(PROBLEM REQUIREMENTS): Copy out the entries below precisely; nothing is to be omitted.

(TASK DATA):

*** Begin section ***

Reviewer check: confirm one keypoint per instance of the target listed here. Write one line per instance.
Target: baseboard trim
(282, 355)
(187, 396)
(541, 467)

*** End section ***

(WRITTEN ANSWER):
Reviewer check: confirm one keypoint per instance of the target listed here. Write one line per instance.
Target: baseboard trim
(282, 355)
(187, 396)
(541, 467)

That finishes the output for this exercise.